Below is a block of records; repeat each one exactly.

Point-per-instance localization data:
• • • •

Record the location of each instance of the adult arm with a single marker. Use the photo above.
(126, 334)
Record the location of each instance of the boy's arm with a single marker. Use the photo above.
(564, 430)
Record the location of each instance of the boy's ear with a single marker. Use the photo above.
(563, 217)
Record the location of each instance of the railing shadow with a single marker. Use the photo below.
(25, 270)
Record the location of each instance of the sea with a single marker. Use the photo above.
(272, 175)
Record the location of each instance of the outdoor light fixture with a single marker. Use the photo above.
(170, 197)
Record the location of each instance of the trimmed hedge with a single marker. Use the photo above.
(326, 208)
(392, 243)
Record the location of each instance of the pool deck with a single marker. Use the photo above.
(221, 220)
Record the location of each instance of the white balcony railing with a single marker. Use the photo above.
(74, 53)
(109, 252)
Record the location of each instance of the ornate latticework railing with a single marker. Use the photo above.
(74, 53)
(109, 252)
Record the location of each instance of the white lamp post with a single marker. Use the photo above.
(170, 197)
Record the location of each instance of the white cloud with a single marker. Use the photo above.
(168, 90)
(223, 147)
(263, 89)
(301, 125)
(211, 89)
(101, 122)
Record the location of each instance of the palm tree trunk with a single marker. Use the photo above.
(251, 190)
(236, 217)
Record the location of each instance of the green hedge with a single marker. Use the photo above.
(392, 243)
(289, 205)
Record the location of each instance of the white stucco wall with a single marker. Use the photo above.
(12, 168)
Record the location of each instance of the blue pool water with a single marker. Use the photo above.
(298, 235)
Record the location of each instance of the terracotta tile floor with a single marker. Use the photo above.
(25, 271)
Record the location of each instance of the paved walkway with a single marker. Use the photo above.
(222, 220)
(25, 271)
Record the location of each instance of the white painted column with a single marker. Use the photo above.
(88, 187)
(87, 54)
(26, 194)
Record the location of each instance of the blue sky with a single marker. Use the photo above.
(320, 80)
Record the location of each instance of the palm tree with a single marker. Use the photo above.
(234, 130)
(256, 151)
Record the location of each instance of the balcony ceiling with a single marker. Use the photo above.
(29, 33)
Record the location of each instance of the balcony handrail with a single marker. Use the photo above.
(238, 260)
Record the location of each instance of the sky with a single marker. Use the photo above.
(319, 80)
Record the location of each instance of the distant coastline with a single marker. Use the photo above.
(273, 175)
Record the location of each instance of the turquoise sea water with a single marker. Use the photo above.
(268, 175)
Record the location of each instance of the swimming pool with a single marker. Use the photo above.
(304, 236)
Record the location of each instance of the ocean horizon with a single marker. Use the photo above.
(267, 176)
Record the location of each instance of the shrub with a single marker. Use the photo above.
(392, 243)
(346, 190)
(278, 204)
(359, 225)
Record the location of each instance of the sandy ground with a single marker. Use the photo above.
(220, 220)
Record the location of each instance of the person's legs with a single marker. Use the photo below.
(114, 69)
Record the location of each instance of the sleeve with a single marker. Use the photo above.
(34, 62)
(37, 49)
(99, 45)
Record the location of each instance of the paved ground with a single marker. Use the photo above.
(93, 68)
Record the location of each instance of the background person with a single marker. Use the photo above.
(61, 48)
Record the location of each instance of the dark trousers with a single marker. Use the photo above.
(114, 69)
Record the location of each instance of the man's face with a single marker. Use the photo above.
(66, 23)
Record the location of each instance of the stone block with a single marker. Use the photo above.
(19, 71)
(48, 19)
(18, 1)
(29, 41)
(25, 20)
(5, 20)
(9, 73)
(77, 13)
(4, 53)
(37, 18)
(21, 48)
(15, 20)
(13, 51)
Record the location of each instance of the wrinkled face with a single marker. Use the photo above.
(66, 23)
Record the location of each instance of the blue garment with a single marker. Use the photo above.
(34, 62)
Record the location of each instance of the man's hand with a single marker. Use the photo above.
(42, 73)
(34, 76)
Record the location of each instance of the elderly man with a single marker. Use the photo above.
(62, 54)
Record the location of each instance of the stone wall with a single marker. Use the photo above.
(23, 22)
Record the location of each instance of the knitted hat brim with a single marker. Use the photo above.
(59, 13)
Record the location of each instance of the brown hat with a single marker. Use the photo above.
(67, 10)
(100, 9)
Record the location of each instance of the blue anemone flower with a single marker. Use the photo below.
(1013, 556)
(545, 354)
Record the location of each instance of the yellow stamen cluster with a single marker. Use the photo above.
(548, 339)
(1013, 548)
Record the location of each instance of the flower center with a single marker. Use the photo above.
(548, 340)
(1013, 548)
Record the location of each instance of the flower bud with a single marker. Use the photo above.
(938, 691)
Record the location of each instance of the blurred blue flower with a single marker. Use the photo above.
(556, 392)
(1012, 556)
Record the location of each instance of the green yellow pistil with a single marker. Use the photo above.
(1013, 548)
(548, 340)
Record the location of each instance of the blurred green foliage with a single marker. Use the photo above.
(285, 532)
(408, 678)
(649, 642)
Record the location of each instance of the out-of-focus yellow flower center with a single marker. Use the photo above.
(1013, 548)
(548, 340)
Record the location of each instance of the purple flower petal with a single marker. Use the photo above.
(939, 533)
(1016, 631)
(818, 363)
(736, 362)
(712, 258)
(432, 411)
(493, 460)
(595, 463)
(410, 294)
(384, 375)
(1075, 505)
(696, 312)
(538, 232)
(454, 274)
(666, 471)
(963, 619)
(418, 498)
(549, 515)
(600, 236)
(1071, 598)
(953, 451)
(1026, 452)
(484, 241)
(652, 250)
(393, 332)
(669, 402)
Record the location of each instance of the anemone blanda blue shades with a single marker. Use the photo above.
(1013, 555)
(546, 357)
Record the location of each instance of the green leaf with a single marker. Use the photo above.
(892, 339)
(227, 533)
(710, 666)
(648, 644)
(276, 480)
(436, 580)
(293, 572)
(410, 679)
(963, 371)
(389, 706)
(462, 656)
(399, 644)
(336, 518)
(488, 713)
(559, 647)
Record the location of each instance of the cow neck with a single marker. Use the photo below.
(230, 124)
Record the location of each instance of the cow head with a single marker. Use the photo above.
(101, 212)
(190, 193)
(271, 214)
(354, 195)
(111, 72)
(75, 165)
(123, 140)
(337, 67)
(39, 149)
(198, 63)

• • • •

WORKED SOLUTION:
Record the location of each instance of the adult arm with a single marker. Use the photo above.
(126, 334)
Record the location of each instance of the boy's arm with a single marker. Use the photo above.
(564, 430)
Record the location of each instance of the boy's ear with a single marker. Use the photo above.
(563, 217)
Record the location of each instance of the railing shadow with a single marker. Use the photo below.
(25, 270)
Record the location of each instance of the sea with a single marker. Use the photo above.
(272, 175)
Record the location of each instance of the outdoor light fixture with a single marker. Use the photo above.
(170, 197)
Record the location of each instance of the trimmed hedge with a single marker. Use the photo above.
(326, 208)
(392, 243)
Record the location of each instance of the pool deck with a single marker. Use the photo above.
(221, 220)
Record the location of each instance of the white balcony railing with a single marker. Use the photo above.
(74, 53)
(109, 252)
Record the location of each instance of the ornate latticework railing with a single marker. Use the photo above.
(74, 53)
(109, 252)
Record the location of each instance of the white lamp post with a single marker. Use the photo above.
(170, 197)
Record the location of each instance of the white cloud with a single marker. Use the photo above.
(168, 90)
(223, 147)
(263, 89)
(301, 125)
(211, 89)
(101, 122)
Record the location of each instance of the palm tree trunk with a single marker. Use the photo above.
(251, 190)
(236, 217)
Record the location of each instance of the green hedge with a single marker. Use the photo above.
(392, 243)
(289, 205)
Record the location of each instance of the white stucco wall with a single marker. Use the photo above.
(12, 168)
Record the location of each instance of the blue pool water with a single marker. Use the photo above.
(298, 235)
Record the location of each instance of the terracotta tile floor with a single marker. Use the photo above.
(25, 271)
Record the location of each instance of the paved walkway with a single marker. Use the photo above.
(222, 220)
(25, 271)
Record the location of each instance of the white painted column with a single marker. Use the photo above.
(88, 187)
(87, 54)
(26, 194)
Record the location of each instance of the blue sky with a single marker. Use the photo above.
(320, 80)
Record the location of each instance of the palm tree with a single marker. Use the photo above.
(234, 130)
(256, 151)
Record the location of each instance of the balcony ceiling with a single marker. Use the photo above.
(29, 33)
Record the location of each instance of the balcony handrail with a single marker. Use the photo above.
(238, 260)
Record the location of each instance of the sky with a single marker. Use the photo above.
(319, 80)
Record the location of each instance of the distant coastline with a single marker. Use the photo above.
(273, 175)
Record the location of each instance of the turquoise sea water with a single marker. Use the photo above.
(268, 175)
Record the location of each instance of the swimming pool with a single marker. Use the photo above.
(304, 236)
Record the location of each instance of the ocean horizon with a single marker. Use the photo above.
(267, 176)
Record the location of each instance of the shrub with a single marker. Use the photo above.
(392, 243)
(346, 190)
(278, 204)
(359, 225)
Record the location of each instance of the sandy ground with a single marker. Use the photo above.
(220, 220)
Record the location of each instance of the person's legs with a single marker. Use the photo below.
(114, 69)
Record the location of each instance of the sleeve with a single marker. Use the photo above.
(34, 62)
(37, 49)
(99, 45)
Record the location of each instance of the paved ground with a single marker. Use the photo above.
(93, 68)
Record the location of each instance of the background person with a single marker. Use the photo above.
(61, 48)
Record the location of each instance of the dark trousers with a single marker. Use the photo above.
(114, 69)
Record the location of each instance of the man's face with a single marker. Use the photo above.
(66, 23)
Record the location of each instance of the stone block with a single marker. Use the photo above.
(19, 71)
(48, 19)
(18, 1)
(29, 41)
(25, 20)
(5, 20)
(9, 73)
(77, 13)
(4, 53)
(37, 18)
(21, 48)
(15, 20)
(13, 51)
Record the location of each instance of the wrinkled face with a single marker. Use the photo above.
(66, 23)
Record the location of each instance of the blue garment with a single marker. Use the photo above.
(34, 62)
Record the location of each instance of the man's hand with a single marker. Use the photo above.
(42, 73)
(34, 76)
Record the location of each instance of the elderly man with a single marker. Use the photo above.
(62, 54)
Record the location of each instance of the stone wall with a single marker. Use the photo above.
(23, 22)
Record the location of each instance of the knitted hat brim with a single marker. Use the photo above.
(59, 13)
Record the location of each instance of the brown hat with a single marker. Use the photo above.
(67, 10)
(100, 9)
Record the location of each instance of the blue anemone flower with a single marker. Use the photo below.
(1013, 556)
(545, 354)
Record the location of each instance of the yellow stamen cluster with a single marker. Use the photo above.
(548, 339)
(1013, 548)
Record the location of each instance of the flower center with a single marker. Use the photo above.
(548, 340)
(1013, 548)
Record the location of each instance of the flower bud with a single marker. Use the photo above.
(938, 691)
Record the location of each instance of the blurred blue flower with a single marker. Use the photo above.
(556, 392)
(1012, 556)
Record the location of each instance of the green yellow pistil with a single marker. Use the photo above.
(1013, 548)
(548, 340)
Record the location of each instance of the blurred green foliage with a single marker. Use the photo above.
(285, 532)
(408, 678)
(649, 642)
Record the location of each instance of the out-of-focus yellow flower center with a single marker. Use the photo above.
(1013, 548)
(548, 340)
Record the location of each instance of the purple flower petal with a single marker. Use the photo above.
(939, 533)
(1016, 631)
(818, 363)
(736, 362)
(712, 258)
(432, 411)
(493, 460)
(595, 463)
(410, 294)
(384, 375)
(1075, 505)
(696, 312)
(538, 232)
(454, 274)
(666, 471)
(963, 619)
(418, 498)
(549, 515)
(600, 236)
(1071, 598)
(953, 451)
(1026, 452)
(484, 241)
(652, 250)
(393, 332)
(669, 402)
Record the location of each instance of the anemone blanda blue shades with a single marker. Use the photo above.
(1013, 555)
(546, 357)
Record the location of each instance of the green leaf with a single marker. Use the photo above.
(892, 339)
(227, 533)
(710, 666)
(648, 644)
(276, 480)
(436, 580)
(293, 572)
(410, 679)
(963, 371)
(389, 706)
(462, 656)
(399, 644)
(336, 518)
(488, 713)
(559, 647)
Record the location of each instance of the cow neck with a single marker. Use the photo below.
(230, 124)
Record the location of each instance of the cow head with a single marker. Use the photo above.
(101, 212)
(190, 193)
(271, 214)
(354, 195)
(111, 72)
(75, 165)
(123, 140)
(337, 67)
(39, 149)
(198, 63)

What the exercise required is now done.